EXERCISE PROMPT: Turn the lines of the material into a numbered list, starting with the line that contains "the gray cloud." and continuing through the line that contains "(1182, 442)", both included. Leave out any blank lines.

(A block of data)

────────────────────────────────────────

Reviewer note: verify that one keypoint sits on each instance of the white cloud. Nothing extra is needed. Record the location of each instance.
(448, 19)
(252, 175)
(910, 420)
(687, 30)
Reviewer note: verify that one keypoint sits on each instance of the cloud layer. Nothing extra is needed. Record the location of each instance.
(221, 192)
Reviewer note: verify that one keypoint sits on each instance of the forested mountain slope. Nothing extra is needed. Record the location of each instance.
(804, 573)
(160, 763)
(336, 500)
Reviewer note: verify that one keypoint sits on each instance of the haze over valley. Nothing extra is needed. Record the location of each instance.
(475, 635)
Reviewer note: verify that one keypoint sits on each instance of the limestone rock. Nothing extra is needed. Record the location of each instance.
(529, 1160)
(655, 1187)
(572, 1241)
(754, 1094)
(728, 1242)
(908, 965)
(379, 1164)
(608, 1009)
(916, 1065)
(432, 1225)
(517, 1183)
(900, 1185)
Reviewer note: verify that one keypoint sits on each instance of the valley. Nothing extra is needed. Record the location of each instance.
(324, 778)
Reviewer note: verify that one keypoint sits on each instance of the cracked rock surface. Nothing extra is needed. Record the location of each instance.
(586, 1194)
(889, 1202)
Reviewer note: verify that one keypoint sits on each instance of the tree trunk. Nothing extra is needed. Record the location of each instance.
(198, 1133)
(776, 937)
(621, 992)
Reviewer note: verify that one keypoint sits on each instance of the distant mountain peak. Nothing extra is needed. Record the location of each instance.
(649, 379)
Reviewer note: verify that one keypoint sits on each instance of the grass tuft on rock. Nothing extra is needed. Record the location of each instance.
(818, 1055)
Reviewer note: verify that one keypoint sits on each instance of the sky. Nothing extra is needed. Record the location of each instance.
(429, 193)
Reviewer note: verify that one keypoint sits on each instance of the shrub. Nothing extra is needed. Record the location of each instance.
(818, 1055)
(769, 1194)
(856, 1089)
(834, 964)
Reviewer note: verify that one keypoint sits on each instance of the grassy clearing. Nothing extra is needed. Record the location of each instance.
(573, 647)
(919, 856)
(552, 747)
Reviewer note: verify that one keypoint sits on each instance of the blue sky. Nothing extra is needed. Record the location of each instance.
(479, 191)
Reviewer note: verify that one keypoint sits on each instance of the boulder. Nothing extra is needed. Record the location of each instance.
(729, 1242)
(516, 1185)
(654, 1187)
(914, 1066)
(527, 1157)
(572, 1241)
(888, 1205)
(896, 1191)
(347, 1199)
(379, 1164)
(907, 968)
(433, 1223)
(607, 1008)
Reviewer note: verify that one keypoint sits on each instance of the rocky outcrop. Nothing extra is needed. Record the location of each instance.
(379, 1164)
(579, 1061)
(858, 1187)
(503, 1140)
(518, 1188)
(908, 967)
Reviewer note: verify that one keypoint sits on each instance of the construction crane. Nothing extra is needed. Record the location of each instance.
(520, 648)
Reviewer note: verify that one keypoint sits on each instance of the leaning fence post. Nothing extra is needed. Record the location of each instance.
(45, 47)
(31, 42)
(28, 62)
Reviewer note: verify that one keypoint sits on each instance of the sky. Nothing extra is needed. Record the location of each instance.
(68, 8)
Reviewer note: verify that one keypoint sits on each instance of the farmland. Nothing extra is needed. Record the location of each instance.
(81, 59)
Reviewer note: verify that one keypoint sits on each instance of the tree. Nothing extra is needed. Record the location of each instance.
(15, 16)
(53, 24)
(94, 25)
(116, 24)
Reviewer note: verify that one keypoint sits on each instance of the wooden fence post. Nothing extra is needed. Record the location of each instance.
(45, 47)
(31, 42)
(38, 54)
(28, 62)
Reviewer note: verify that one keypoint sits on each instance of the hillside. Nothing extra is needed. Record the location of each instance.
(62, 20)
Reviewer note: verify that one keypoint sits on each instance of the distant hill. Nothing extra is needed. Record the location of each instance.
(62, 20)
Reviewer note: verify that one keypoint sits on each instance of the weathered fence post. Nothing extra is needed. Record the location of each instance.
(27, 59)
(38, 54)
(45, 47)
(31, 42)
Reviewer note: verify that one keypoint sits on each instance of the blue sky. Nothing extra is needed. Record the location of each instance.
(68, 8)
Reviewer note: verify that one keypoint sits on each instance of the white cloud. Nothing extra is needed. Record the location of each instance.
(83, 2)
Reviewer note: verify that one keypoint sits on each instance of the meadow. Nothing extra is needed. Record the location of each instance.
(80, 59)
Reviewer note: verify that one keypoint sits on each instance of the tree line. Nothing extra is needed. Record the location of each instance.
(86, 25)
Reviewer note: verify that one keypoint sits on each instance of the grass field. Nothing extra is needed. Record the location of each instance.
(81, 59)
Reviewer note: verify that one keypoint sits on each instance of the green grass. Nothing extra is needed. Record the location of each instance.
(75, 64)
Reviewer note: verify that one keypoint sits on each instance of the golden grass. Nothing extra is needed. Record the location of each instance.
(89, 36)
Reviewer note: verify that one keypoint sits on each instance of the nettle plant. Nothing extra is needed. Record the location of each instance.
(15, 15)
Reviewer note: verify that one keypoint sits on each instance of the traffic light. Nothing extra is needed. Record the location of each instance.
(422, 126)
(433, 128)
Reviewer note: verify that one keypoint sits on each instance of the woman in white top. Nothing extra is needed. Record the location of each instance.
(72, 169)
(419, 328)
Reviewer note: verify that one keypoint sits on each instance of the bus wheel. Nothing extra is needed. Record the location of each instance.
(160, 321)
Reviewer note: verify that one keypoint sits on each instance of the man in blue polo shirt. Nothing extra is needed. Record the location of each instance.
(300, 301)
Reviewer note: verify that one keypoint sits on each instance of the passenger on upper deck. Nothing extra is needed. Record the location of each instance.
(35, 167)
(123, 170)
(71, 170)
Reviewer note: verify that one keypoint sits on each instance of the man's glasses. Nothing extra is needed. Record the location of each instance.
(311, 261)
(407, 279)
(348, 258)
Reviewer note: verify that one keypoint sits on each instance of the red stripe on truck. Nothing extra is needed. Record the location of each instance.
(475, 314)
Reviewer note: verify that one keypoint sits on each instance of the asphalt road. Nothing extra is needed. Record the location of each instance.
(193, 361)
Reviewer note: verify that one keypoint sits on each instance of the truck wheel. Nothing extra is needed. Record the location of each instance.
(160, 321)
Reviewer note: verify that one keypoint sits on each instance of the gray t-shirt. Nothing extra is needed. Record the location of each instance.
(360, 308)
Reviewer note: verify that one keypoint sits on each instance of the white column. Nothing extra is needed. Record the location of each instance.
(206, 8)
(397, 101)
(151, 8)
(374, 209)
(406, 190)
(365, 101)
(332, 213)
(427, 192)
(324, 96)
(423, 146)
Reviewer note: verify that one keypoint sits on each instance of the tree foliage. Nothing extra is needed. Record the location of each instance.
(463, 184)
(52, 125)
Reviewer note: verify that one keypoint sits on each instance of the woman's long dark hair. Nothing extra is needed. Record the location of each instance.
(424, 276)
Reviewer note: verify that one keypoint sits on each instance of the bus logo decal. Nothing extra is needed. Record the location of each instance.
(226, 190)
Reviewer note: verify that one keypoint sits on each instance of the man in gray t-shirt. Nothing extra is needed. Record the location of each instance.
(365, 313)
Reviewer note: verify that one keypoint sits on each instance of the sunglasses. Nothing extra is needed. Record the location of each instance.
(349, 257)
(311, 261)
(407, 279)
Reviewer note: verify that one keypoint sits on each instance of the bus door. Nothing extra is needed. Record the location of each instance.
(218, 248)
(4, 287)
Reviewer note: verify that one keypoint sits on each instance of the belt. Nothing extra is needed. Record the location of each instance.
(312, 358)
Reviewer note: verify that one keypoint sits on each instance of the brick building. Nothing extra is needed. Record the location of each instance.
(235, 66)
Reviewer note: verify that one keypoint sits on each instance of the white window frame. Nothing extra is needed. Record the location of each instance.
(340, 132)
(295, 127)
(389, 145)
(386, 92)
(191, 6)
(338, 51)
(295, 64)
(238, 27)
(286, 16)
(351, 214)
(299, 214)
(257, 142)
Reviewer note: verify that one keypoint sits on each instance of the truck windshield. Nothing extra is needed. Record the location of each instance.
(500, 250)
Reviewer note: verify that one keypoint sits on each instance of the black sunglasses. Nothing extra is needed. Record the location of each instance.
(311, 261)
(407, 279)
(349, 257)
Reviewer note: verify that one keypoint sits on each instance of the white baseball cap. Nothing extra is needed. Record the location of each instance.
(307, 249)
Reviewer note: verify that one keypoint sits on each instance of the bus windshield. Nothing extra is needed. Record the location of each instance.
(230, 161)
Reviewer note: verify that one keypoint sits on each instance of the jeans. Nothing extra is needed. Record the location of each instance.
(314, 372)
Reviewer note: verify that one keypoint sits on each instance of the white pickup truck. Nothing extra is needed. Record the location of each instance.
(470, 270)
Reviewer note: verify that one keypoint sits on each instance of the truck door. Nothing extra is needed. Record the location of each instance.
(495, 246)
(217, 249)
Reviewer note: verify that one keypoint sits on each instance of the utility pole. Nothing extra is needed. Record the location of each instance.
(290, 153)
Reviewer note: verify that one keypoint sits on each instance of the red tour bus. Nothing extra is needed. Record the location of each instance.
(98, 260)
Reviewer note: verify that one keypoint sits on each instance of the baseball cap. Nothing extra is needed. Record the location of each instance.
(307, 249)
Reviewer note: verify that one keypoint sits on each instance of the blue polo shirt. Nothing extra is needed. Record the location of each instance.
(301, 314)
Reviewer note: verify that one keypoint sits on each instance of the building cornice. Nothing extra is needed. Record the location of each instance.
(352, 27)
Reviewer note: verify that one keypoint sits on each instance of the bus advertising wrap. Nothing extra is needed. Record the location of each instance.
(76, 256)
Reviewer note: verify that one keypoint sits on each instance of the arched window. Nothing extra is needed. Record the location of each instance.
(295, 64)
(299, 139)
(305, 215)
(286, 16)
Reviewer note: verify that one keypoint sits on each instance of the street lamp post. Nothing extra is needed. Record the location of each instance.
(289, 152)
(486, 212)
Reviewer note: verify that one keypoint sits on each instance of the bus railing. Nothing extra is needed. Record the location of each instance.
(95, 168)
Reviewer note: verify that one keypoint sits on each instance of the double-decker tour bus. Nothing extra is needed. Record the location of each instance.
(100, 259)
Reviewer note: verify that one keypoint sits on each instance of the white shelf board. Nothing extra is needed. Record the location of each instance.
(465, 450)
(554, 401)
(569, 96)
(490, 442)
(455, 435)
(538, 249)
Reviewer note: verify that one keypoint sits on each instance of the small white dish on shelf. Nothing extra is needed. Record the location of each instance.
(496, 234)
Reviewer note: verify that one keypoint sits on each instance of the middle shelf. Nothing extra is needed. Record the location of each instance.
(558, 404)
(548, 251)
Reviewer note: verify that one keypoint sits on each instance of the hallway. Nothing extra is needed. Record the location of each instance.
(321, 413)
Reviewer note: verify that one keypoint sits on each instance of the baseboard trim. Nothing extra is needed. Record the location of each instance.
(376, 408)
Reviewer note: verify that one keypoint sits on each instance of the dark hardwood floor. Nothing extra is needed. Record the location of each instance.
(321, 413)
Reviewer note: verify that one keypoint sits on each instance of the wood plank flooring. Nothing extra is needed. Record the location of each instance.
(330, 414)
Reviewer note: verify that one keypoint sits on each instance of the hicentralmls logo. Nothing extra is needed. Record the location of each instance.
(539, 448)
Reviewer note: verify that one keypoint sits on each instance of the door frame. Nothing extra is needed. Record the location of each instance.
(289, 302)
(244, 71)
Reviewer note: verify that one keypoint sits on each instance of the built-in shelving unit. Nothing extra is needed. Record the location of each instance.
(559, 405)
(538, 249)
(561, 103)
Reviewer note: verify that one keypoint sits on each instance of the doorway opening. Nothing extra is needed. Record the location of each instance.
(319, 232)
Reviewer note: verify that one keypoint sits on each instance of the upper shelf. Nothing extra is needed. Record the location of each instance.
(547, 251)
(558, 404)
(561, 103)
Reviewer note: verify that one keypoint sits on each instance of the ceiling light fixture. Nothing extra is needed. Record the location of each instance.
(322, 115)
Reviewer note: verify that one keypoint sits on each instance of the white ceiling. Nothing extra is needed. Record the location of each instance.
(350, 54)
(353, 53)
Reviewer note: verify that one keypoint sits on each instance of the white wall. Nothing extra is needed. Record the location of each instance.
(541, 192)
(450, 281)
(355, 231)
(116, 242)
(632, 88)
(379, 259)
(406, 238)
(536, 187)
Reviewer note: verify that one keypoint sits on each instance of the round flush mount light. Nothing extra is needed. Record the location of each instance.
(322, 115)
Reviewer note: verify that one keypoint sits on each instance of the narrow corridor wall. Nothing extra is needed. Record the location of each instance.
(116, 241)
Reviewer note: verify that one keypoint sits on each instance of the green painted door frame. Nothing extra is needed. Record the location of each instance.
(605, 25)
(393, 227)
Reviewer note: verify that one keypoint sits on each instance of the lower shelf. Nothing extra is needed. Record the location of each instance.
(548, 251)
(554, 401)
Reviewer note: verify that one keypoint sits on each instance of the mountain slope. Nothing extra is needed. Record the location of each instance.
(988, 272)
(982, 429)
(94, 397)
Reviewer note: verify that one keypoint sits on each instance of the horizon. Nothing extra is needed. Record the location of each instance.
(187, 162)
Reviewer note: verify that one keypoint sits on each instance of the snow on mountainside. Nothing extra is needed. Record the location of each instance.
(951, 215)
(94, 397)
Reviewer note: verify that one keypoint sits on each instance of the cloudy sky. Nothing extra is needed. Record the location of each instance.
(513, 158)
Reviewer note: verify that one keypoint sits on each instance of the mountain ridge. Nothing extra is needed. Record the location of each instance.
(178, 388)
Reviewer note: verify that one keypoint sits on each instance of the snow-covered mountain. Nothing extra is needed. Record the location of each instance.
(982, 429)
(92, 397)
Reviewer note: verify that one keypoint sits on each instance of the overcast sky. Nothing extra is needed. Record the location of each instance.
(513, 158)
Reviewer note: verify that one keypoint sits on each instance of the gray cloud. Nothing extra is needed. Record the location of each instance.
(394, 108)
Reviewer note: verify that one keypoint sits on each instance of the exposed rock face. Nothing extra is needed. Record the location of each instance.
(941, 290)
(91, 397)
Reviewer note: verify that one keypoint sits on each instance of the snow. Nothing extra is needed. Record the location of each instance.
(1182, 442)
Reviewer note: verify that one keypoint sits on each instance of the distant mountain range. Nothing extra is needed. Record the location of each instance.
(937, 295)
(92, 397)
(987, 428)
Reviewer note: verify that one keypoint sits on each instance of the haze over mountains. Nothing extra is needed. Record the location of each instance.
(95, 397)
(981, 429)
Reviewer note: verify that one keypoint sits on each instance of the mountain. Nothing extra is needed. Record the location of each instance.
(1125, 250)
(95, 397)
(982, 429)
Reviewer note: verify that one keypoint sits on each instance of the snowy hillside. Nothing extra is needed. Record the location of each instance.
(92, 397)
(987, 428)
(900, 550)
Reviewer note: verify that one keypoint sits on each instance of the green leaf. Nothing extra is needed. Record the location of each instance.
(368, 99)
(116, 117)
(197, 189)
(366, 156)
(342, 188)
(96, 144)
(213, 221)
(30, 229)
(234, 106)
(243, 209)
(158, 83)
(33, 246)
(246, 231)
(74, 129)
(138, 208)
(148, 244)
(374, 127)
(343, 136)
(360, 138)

────────────────────────────────────────

OUTPUT OF THE TASK:
1. Reviewer note: verify that one keypoint sits on each instance of the gray cloud. Nothing extra is needed. Record the location of each instance.
2. (394, 108)
3. Reviewer note: verify that one keypoint sits on each instance of the exposed rock face. Nothing extra is needed. Record the location of each instance.
4. (941, 290)
5. (91, 397)
6. Reviewer note: verify that one keypoint sits on each instance of the snow. Nothing extra is needed. Record the location of each instance.
7. (1182, 442)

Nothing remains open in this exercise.